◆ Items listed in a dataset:
══════

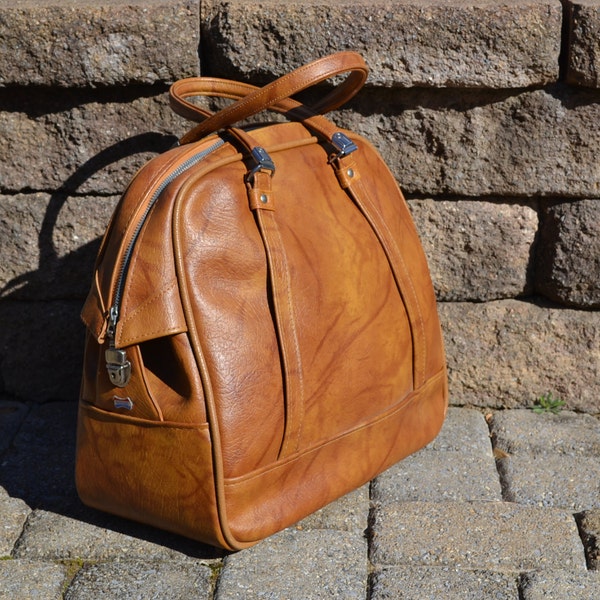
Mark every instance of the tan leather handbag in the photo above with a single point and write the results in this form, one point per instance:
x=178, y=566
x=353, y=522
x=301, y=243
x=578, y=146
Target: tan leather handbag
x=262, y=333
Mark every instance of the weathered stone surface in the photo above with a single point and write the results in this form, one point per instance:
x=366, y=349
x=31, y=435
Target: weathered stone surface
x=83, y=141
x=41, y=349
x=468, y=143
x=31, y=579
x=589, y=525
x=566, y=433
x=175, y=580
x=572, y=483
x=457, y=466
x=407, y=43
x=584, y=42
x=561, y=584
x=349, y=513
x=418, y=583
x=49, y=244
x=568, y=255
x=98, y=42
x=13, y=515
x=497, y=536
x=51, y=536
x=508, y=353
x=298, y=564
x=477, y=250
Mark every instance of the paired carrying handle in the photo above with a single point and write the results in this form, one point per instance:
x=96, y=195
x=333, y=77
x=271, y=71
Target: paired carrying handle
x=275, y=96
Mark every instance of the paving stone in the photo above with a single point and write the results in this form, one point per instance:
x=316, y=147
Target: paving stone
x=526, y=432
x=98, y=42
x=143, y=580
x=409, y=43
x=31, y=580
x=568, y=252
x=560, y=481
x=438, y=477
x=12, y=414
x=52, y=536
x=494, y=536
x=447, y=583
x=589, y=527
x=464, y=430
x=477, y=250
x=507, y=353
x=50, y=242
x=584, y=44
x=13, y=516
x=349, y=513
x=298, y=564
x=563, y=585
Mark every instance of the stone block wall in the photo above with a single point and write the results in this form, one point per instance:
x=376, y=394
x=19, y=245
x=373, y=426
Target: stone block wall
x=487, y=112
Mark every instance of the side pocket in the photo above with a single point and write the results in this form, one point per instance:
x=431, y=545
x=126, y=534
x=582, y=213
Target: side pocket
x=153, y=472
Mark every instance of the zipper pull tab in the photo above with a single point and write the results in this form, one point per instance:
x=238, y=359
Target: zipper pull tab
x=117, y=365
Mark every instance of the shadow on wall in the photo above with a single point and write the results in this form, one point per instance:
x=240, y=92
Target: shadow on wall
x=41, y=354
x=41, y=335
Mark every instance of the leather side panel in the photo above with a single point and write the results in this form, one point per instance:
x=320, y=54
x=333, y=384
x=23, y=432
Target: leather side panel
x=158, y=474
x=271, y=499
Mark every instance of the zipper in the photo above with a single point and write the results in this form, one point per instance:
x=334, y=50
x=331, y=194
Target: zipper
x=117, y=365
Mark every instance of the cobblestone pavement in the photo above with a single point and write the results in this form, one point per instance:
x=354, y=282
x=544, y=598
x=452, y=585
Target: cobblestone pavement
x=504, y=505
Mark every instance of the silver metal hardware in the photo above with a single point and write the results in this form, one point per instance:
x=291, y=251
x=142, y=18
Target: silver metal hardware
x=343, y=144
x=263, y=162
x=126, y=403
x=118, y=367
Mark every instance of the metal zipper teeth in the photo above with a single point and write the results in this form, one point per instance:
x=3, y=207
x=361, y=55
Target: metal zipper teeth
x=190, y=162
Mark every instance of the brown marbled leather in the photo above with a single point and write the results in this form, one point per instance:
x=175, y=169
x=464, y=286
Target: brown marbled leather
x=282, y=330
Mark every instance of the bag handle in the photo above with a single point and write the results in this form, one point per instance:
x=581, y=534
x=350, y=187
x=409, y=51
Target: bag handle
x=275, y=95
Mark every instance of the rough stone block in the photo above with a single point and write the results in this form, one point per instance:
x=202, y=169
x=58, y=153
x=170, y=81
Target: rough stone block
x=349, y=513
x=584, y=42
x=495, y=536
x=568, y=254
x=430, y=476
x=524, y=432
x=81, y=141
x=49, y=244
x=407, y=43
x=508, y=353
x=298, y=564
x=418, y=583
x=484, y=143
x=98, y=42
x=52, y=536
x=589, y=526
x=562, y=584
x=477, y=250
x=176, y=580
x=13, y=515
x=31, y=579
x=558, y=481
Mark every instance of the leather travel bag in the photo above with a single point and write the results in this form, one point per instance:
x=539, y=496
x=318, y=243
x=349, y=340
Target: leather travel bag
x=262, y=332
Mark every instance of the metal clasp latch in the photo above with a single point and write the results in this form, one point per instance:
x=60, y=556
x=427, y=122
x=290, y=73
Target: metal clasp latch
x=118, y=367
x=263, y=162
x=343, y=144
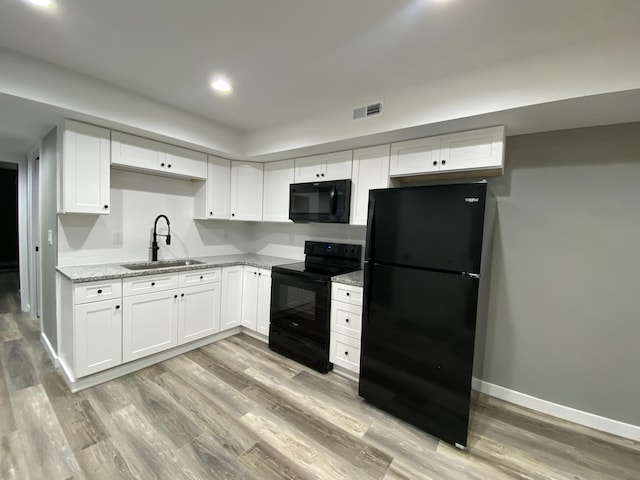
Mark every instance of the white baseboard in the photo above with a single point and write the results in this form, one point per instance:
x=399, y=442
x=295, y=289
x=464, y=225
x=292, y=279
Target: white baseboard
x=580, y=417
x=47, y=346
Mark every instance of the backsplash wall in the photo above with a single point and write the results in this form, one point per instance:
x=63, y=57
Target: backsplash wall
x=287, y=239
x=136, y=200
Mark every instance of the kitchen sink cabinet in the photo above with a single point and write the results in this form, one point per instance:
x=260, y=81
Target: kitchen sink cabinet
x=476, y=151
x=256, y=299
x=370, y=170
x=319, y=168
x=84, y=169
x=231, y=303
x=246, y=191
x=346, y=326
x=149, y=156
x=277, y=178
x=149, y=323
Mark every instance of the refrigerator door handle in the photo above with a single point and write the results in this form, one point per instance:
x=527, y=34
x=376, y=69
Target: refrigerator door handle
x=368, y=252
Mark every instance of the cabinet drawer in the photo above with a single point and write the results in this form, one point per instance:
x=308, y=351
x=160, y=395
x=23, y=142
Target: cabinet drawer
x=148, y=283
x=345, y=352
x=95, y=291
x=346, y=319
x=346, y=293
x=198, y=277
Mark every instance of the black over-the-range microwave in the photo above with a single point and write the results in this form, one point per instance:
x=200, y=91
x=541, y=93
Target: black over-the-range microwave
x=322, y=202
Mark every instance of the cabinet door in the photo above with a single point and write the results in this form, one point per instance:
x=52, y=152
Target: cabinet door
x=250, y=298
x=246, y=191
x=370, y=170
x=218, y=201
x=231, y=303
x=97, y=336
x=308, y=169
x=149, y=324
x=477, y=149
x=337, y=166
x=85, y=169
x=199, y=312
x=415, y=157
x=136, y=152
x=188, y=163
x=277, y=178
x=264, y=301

══════

◆ Instructions for the task:
Write out every item above again, replacing each occurrence of "in the photo above" with "in the image above" and changing nothing else. Omit the pictures.

◆ Answer:
Mark every instance of the tan leather handbag in the image above with a single point and write the results in this form, one point per instance:
x=178, y=566
x=353, y=522
x=301, y=243
x=578, y=146
Target: tan leather handbag
x=262, y=333
Mark every instance of the weathered stone surface in the image above with a single point and write the results in this form, one point per instance:
x=366, y=349
x=31, y=435
Target: weathered stone surface
x=83, y=141
x=41, y=349
x=468, y=143
x=31, y=579
x=589, y=525
x=566, y=433
x=175, y=580
x=572, y=483
x=457, y=466
x=407, y=43
x=584, y=42
x=561, y=584
x=349, y=513
x=418, y=583
x=49, y=244
x=568, y=255
x=98, y=42
x=13, y=515
x=497, y=536
x=51, y=536
x=508, y=353
x=298, y=564
x=477, y=250
Mark every instance of the paired carrying handle in the image above with a single point and write the results in this form, one point per instance:
x=96, y=195
x=333, y=77
x=271, y=71
Target: paired carrying handle
x=275, y=96
Mark every instance of the paving stone in the image above with a single point and write the results in this form, one point per instance:
x=316, y=147
Target: paving stone
x=526, y=432
x=98, y=42
x=143, y=580
x=409, y=43
x=31, y=580
x=568, y=252
x=560, y=481
x=438, y=477
x=12, y=414
x=52, y=536
x=494, y=536
x=447, y=583
x=589, y=527
x=464, y=430
x=477, y=250
x=507, y=353
x=50, y=242
x=584, y=44
x=13, y=516
x=349, y=513
x=298, y=564
x=563, y=585
Mark every instance of the stone block wall in the image above with a single point and write the results in this form, one point per instance:
x=376, y=394
x=19, y=245
x=373, y=426
Target: stone block wall
x=487, y=112
Mark every instance of the side pocket in the image above with a single point and write the results in this form, one point per instance:
x=431, y=545
x=126, y=534
x=582, y=213
Target: side pocket
x=153, y=472
Mark every instance of the zipper pull tab in the image above with a single point and write the results in this form, one point per instance:
x=238, y=359
Target: zipper pull tab
x=117, y=365
Mark every instance of the shadow on wall in the image above with a single point and write the results in this form, one point per instance:
x=240, y=92
Target: shadow on wall
x=41, y=354
x=41, y=335
Mark every instance of the leather side panel in the image above with a single point and write the results in this form, one point per instance:
x=320, y=54
x=333, y=384
x=23, y=432
Target: leather side panel
x=158, y=474
x=271, y=499
Mark every instance of the zipper in the image above with a single point and write the results in this form, one point per instance:
x=334, y=50
x=331, y=194
Target: zipper
x=117, y=365
Mark every instance of the cobblestone pavement in the image above with a single point and write the results in this form, one point per instance:
x=354, y=282
x=544, y=598
x=452, y=585
Target: cobblestone pavement
x=504, y=505
Mark every instance of the silver metal hardware in the image above with a single point and write the results in this form, one point per instance:
x=291, y=251
x=142, y=18
Target: silver metal hardware
x=343, y=144
x=263, y=162
x=126, y=403
x=118, y=367
Mark every instance of the metal zipper teeth in the image above with a single point and write the results in this form, one point per instance:
x=3, y=207
x=361, y=55
Target: metal zipper teeth
x=190, y=162
Mark every instance of the brown marbled leather in the image above with a single point and write the results in this form, one point per instance:
x=175, y=169
x=464, y=286
Target: brown marbled leather
x=282, y=330
Mark every instance of the bag handle in the image above with a single point and write the results in this form, one point per instance:
x=581, y=534
x=350, y=187
x=409, y=51
Target: bag handle
x=275, y=95
Mark every instance of the rough stone block in the image above with a single point and write the results in this form, one point per instance:
x=202, y=169
x=58, y=153
x=170, y=81
Target: rough stone block
x=349, y=513
x=584, y=42
x=495, y=536
x=568, y=254
x=430, y=476
x=524, y=432
x=81, y=141
x=49, y=244
x=407, y=43
x=508, y=353
x=298, y=564
x=418, y=583
x=484, y=143
x=98, y=42
x=52, y=536
x=589, y=526
x=562, y=584
x=477, y=250
x=176, y=580
x=13, y=515
x=31, y=579
x=558, y=481
Mark every instance of the leather travel bag in the image above with a single point and write the results in this form, one point per instance:
x=539, y=496
x=318, y=243
x=349, y=340
Target: leather travel bag
x=262, y=332
Mark every instance of the metal clasp latch in the image above with a single point and write the results in this form, one point per instance:
x=60, y=556
x=427, y=122
x=290, y=73
Target: metal clasp latch
x=118, y=367
x=263, y=162
x=343, y=144
Mark every instance of the white baseboard in the image above with a single point and write the results in this form, one point per instance:
x=399, y=442
x=295, y=289
x=464, y=225
x=292, y=279
Target: white baseboard
x=580, y=417
x=47, y=346
Mark every instance of the backsplash wall in the image above with a single point and write the results in this form, one point per instance:
x=63, y=57
Target: backsplash wall
x=287, y=239
x=136, y=200
Mark every instance of the kitchen sink cabinet in the image above with a single point and write the results in this form, one point per instance:
x=260, y=81
Target: kitchen sink cabinet
x=476, y=151
x=256, y=299
x=370, y=170
x=319, y=168
x=84, y=169
x=231, y=303
x=246, y=191
x=346, y=326
x=149, y=156
x=277, y=178
x=149, y=323
Mark every instance of the refrigerator door handle in the image above with a single point and write the results in this form, one point per instance:
x=527, y=34
x=376, y=69
Target: refrigerator door handle
x=368, y=252
Mark every instance of the cabinet drawer in the image above with a single point and write the results in this form, one point per instance:
x=308, y=351
x=160, y=395
x=23, y=142
Target: cabinet drawer
x=148, y=283
x=345, y=352
x=95, y=291
x=346, y=319
x=346, y=293
x=198, y=277
Mark every instance of the black over-the-range microwave in the image above with a single point and write the results in this form, one point per instance:
x=200, y=91
x=541, y=93
Target: black over-the-range microwave
x=322, y=202
Mark every instance of the cabinet door in the image above with a single point and write the results in this form, one point per instance:
x=52, y=152
Target: cabinet door
x=250, y=298
x=246, y=191
x=370, y=170
x=218, y=201
x=231, y=303
x=97, y=336
x=308, y=169
x=149, y=324
x=477, y=149
x=337, y=166
x=85, y=169
x=199, y=312
x=415, y=157
x=136, y=152
x=188, y=163
x=277, y=178
x=264, y=301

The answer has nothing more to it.